• Required tasks
**a.** In the memoir passage about Sunday outings near the IIMA campus, what two differences did he warn might make the couple incompatible?
**b.** Please write what comes next in the memoir passage about Sunday outings near the IIMA campus, starting after its final sentence.

Quoted passage Block Start

We used to have Sunday mornings free, and we would go out on his bike. I loved to visit temples. We went to two large compounds near the campus. They looked sprawling then, today they look tiny. We would sit there and talk, and we would lose track of time. I don’t remember anything about our conversations, just that time stopped every time we were together.
Then we would wake up from a stupor… IIMA mess would have closed. We would go out and have dosas somewhere in the city. I would meticulously keep accounts. He protested once, but then let me share, he did not accept payment for the petrol. Once more, the respect of distance, of equality; it was important for me to establish this, and he recognised it.
He invited me to see garba in October, we went out on his bike. We were out till well past midnight. We went to every cross road, and the temple near the garba. He would wait outside the temple, I would go in. He warned me about the two things we may not be compatible about: One was that I liked visiting temples, and he did not believe in God, and the other was that he was a non-vegetarian and did not want to give it up. The differences seemed immaterial to me. We never spoke about all the values we shared: they were just there. Only once when we were coming up for placements, I spoke to him about the fact that I wanted to do rural development work, engage with poverty reduction issues. He said we should follow our will, live our personalities to the full. We have never looked back from this decision.
I balanced paid and unpaid work all my life. He moved from industry to academics to industry. Research, practice and knowledge sharing has been a part of our lives. We negotiated the financial crossroads of our lives with ease; we simply did what we wanted to do.
Even when we think we are socially independent, are we really? The first introductions from his side were to his dearest friends: his IIMA and SBI friends, all of whom welcomed and accepted me. We had two get-togethers for our batch mates, for our engagement and marriage, their acceptance made us very happy. Our professors attended too, although Samuel Paul did point out that climbing up to the top of D16 was a bit of a feat for him and his wife. For a couple who were willing to defy parents (we didn’t have to, in fact, as they quite willingly accepted our decision), it’s funny that we did not see the contradiction that we did seek social acceptance from peers.

Quoted passage Block End
Data Block Start

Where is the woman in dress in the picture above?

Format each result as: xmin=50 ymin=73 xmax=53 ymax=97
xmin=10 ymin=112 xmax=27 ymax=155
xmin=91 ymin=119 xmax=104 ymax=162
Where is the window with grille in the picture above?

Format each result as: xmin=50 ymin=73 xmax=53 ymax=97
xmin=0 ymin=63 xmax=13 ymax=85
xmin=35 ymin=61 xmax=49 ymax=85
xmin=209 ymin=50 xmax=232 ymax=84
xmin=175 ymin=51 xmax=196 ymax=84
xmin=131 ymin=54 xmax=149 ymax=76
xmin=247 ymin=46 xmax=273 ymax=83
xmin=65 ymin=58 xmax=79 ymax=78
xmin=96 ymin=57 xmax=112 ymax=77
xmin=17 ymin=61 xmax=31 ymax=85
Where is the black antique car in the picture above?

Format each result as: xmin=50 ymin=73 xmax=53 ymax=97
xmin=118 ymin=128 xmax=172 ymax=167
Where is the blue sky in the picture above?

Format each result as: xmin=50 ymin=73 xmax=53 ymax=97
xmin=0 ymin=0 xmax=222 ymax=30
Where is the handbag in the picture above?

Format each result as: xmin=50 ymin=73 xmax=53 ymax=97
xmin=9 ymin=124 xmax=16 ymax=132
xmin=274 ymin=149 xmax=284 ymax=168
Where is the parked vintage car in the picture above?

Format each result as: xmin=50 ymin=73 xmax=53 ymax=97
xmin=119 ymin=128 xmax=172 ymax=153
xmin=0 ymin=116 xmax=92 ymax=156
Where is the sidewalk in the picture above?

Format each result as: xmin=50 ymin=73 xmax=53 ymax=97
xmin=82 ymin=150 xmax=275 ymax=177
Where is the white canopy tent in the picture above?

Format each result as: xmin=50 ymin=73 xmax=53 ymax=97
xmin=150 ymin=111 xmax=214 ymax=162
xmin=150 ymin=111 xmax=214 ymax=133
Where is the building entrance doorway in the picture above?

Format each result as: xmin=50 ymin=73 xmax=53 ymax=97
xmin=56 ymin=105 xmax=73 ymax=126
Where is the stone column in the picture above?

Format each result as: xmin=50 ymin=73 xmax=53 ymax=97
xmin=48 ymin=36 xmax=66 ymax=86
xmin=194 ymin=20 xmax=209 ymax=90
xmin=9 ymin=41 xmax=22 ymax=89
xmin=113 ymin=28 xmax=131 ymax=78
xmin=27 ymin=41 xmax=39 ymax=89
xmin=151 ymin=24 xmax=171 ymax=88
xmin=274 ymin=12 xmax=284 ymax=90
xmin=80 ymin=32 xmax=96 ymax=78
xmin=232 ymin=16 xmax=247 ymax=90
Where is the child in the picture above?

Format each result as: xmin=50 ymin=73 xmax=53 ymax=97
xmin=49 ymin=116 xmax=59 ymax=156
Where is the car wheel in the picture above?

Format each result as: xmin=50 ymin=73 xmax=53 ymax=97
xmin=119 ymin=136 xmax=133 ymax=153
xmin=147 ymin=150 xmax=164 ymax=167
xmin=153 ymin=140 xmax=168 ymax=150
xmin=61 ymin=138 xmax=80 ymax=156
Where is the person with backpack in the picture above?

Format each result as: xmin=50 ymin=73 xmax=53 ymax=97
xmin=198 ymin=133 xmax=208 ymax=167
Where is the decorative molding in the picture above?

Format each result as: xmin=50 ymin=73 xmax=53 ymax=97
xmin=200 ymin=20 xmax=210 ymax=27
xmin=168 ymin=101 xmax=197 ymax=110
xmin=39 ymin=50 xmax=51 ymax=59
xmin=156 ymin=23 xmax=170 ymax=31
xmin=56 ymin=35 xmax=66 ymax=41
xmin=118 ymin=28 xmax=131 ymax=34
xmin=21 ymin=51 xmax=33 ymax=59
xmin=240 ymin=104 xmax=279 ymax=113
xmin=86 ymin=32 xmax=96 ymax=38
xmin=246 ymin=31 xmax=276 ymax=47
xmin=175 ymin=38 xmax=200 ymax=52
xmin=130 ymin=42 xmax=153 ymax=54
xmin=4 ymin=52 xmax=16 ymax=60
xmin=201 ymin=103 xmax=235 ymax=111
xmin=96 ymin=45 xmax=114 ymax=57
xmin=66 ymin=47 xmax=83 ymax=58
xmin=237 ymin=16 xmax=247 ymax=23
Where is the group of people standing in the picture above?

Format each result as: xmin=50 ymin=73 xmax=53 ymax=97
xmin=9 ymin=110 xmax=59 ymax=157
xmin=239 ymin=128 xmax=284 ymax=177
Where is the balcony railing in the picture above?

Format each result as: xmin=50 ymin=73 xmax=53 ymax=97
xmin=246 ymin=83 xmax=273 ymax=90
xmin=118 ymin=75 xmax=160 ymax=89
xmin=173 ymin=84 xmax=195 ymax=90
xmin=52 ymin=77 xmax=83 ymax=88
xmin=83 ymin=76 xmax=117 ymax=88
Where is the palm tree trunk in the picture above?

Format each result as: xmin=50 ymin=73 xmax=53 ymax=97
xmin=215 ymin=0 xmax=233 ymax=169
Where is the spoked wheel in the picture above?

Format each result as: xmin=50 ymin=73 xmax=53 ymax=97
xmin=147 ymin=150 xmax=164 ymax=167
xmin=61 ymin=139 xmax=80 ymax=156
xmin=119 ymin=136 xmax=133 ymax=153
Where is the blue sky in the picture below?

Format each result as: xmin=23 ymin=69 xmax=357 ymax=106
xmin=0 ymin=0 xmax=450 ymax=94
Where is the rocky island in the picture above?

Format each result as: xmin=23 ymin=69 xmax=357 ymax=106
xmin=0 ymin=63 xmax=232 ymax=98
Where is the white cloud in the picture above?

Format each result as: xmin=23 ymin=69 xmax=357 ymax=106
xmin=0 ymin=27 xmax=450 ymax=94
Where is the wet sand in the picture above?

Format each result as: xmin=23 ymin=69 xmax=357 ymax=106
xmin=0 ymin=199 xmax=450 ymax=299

Data Block End

• Answers to the problems
**a.** The narrator liked visiting temples while he did not believe in God, and he was a non-vegetarian who did not want to give it up.

**b.**
IIMA has always stayed a reference point. Our friends have become professors, not only at IIMA but at several institute across the country and the world. At the invitation of Professor Samir Barua, Prem returned to IIMA to teach, for six years from 2009 to 2015. These were golden years of our lives too. Beginning of career, ending of career, at IIMA. I teach an elective course for the past six years too. Connecting with youth, to have the benefit of their questions, innocent and wise, and the feeling of contributing to their lives is so valuable. The red bricks of the campus, the LKP. We walk past it together, and it still holds the same romance, every time. The steps where we sat at 2 am one night and talked about our future today. Well, that future is with us now, and I would not have wanted it to be different.
We live in Bangalore now, Prem is Director of Bangalore Education Center, and also associated with KEMI, and me too, with development and empowerment of women and young people. He has been the backbone of my courage as a feminist and development professional. Without Prem, I could not be the person I am.